▶ Tarefas do exercício:
1. Transcreva da crónica sobre as certezas o trecho que começa em "E quase todos" e termina em "Teve de ser!".
2. Filtre as entradas e copie cada linha em que apareça a palavra "table".

▶ Seleção:
Gabriel Vilas Boas DR |
Quem já não disse por uma vez: "Comigo isso não
ficava assim!" ou "Eu jamais aceitaria tal situação!? Pois... quase
todos!
E quase todos já tivemos que engolir muitas dessas
certezas.
Com o passar do tempo fizemos por esquecer a
determinação com que abordávamos as situações, as atitudes, as relações.
E por que desapareceu essa determinação implacável com
que julgávamos tudo e todos, onde o mundo só tinha duas cores? Há dezenas de
razões.
Cada um encontrou as suas.
No meu entendimento, cada um largou aquela pose
irredutível quando percebeu o quanto gostava daqueles que o rodeavam e que
também eles tinham aqueles defeitos que havíamos excomungado do nosso Paraíso.
Depois houve outro momento: quando fomos nós a meter o
pé na poça. Aí o mundo ganhou outras cores além do branco e do preto e nós
passámos a apreciar o cinzento. Teve de ser!

▶ Entradas fornecidas:
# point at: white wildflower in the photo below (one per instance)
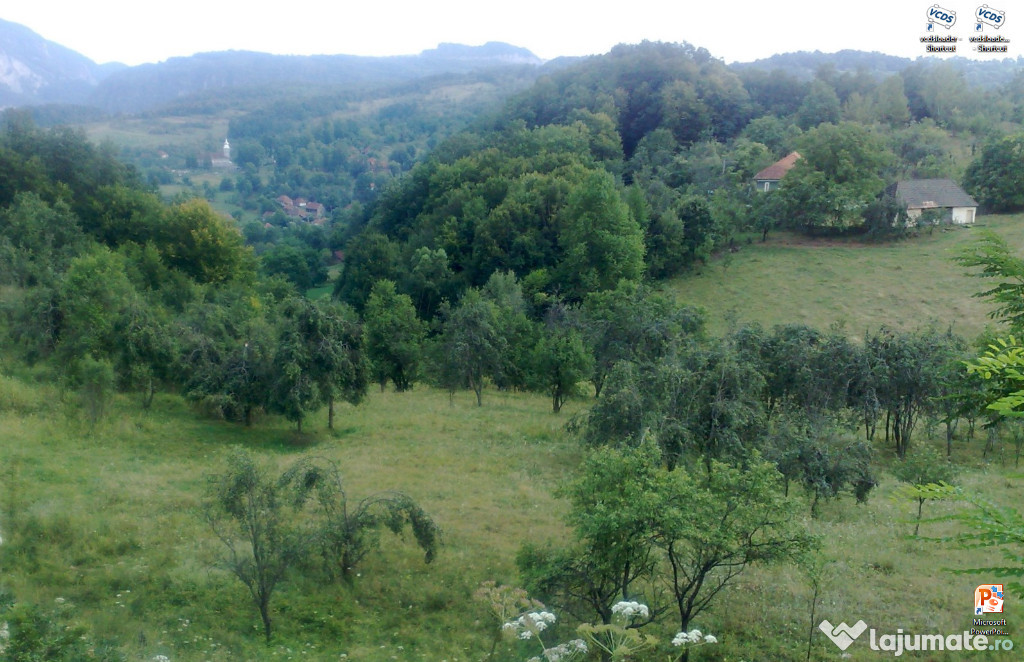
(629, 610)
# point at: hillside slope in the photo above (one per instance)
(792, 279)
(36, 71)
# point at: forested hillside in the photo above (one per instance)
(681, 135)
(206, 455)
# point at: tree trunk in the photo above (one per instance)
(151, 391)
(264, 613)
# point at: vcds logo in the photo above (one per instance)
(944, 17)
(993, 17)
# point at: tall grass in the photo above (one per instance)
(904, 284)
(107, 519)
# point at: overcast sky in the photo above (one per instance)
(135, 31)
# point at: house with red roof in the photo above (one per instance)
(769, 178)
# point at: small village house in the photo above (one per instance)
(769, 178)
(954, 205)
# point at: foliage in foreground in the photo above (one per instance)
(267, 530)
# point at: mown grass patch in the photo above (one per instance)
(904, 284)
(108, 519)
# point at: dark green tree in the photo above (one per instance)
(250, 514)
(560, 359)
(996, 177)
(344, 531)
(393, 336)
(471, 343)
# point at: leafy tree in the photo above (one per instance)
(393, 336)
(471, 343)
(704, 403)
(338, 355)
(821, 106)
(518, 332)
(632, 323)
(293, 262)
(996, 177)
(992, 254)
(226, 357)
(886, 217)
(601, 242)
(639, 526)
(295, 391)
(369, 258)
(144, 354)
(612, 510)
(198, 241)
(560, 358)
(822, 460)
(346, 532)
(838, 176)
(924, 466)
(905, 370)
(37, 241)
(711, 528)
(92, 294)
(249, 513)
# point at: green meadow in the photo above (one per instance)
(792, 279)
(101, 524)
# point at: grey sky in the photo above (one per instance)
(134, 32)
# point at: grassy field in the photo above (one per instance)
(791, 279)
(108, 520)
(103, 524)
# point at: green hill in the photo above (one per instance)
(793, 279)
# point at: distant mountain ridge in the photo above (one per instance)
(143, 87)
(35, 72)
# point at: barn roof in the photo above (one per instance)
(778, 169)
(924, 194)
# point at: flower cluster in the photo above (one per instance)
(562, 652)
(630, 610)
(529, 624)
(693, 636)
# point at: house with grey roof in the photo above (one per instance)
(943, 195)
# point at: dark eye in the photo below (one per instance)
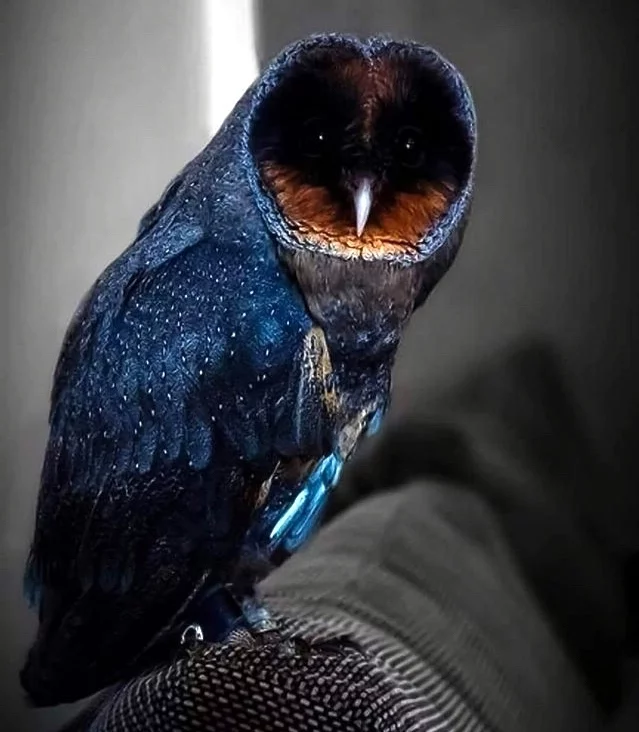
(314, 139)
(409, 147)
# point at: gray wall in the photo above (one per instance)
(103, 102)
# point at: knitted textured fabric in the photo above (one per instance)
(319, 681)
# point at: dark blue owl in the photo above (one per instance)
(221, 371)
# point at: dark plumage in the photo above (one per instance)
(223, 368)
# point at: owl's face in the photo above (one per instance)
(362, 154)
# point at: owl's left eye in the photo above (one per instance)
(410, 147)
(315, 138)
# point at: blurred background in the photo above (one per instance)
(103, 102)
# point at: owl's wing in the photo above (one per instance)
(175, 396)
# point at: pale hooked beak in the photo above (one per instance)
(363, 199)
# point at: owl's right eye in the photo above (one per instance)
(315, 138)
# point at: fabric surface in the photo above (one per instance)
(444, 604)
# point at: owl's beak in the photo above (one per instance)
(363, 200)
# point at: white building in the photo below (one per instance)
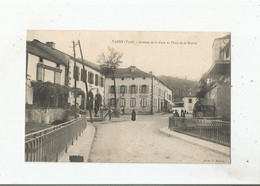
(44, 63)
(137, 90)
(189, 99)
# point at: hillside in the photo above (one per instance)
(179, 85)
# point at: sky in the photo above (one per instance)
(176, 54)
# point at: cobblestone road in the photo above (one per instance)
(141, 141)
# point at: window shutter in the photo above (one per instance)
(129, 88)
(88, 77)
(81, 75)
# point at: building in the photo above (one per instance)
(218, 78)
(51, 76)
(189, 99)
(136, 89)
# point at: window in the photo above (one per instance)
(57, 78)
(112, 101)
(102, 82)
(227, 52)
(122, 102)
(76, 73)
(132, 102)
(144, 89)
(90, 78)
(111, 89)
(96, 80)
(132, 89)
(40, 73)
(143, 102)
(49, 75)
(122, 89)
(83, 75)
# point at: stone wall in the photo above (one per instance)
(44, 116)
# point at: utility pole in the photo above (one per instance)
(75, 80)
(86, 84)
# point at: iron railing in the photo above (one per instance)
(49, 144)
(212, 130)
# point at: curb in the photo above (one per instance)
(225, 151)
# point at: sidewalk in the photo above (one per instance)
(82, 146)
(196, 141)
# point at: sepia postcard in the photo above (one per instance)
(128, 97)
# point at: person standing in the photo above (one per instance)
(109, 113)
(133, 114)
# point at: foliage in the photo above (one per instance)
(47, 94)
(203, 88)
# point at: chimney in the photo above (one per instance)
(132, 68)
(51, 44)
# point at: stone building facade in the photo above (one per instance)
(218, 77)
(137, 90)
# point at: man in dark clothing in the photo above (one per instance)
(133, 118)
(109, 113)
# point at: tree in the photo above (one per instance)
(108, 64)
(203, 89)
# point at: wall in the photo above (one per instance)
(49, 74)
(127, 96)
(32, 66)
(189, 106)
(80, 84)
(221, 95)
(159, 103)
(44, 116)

---

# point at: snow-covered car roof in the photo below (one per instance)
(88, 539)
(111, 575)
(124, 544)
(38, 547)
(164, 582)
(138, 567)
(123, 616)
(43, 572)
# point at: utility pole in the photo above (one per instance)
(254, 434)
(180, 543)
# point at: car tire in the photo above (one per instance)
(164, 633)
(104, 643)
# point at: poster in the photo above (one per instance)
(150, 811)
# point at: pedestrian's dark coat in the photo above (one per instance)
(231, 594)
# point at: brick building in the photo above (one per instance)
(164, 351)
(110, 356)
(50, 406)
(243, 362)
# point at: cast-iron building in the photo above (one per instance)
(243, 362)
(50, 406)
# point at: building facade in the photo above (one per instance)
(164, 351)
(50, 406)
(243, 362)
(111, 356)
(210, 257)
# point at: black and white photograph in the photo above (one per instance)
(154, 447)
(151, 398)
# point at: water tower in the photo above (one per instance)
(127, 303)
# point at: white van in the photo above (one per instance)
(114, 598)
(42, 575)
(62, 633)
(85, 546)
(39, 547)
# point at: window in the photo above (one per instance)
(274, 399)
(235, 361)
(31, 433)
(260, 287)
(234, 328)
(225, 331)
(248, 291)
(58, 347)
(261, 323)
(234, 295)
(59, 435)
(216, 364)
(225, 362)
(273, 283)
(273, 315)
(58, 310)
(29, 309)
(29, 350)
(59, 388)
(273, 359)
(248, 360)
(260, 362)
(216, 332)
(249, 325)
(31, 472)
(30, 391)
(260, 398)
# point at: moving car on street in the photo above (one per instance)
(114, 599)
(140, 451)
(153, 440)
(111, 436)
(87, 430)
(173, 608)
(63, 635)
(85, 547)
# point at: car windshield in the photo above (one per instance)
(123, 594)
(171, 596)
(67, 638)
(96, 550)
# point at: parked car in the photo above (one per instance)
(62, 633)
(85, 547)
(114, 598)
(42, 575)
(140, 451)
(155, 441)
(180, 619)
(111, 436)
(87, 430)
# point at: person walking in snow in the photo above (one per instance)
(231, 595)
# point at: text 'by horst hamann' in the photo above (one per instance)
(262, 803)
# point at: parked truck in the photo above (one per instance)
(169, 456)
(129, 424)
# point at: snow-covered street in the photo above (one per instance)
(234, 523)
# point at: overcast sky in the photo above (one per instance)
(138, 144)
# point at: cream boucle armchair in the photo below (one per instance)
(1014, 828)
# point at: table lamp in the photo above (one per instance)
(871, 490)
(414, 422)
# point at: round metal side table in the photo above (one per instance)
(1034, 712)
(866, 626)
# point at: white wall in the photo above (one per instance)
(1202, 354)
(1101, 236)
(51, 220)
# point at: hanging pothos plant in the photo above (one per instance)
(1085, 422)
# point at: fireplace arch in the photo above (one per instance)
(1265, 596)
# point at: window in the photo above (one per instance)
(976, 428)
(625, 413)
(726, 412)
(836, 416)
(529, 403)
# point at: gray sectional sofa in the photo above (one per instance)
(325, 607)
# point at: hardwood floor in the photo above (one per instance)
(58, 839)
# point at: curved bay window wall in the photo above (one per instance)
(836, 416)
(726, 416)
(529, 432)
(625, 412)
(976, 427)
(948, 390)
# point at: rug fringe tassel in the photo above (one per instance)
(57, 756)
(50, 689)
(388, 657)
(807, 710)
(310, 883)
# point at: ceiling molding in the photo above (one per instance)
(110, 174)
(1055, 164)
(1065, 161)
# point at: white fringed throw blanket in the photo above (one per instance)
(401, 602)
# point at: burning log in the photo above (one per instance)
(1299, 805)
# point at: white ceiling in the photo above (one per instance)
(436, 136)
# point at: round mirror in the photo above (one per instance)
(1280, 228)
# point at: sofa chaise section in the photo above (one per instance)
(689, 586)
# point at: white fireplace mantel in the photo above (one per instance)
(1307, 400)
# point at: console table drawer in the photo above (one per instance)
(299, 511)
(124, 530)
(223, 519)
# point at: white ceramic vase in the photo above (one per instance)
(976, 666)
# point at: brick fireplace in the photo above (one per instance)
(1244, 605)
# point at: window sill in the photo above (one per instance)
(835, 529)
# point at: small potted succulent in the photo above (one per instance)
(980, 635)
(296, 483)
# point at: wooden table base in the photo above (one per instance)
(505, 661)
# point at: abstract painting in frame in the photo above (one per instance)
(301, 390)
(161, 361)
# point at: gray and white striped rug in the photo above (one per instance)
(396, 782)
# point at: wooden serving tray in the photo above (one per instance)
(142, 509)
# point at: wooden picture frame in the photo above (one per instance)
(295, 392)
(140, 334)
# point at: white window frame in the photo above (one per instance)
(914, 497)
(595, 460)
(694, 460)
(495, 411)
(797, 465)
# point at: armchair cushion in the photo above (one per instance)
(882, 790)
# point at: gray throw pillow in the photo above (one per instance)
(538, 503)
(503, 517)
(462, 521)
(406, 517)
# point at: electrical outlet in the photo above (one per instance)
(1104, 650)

▶ Resultados das tarefas:
1.
E quase todos já tivemos que engolir muitas dessas
certezas.
Com o passar do tempo fizemos por esquecer a
determinação com que abordávamos as situações, as atitudes, as relações.
E por que desapareceu essa determinação implacável com
que julgávamos tudo e todos, onde o mundo só tinha duas cores? Há dezenas de
razões.
Cada um encontrou as suas.
No meu entendimento, cada um largou aquela pose
irredutível quando percebeu o quanto gostava daqueles que o rodeavam e que
também eles tinham aqueles defeitos que havíamos excomungado do nosso Paraíso.
Depois houve outro momento: quando fomos nós a meter o
pé na poça. Aí o mundo ganhou outras cores além do branco e do preto e nós
passámos a apreciar o cinzento. Teve de ser!

2.
# point at: table lamp in the photo above (one per instance)
# point at: round metal side table in the photo above (one per instance)
# point at: console table drawer in the photo above (one per instance)
# point at: wooden table base in the photo above (one per instance)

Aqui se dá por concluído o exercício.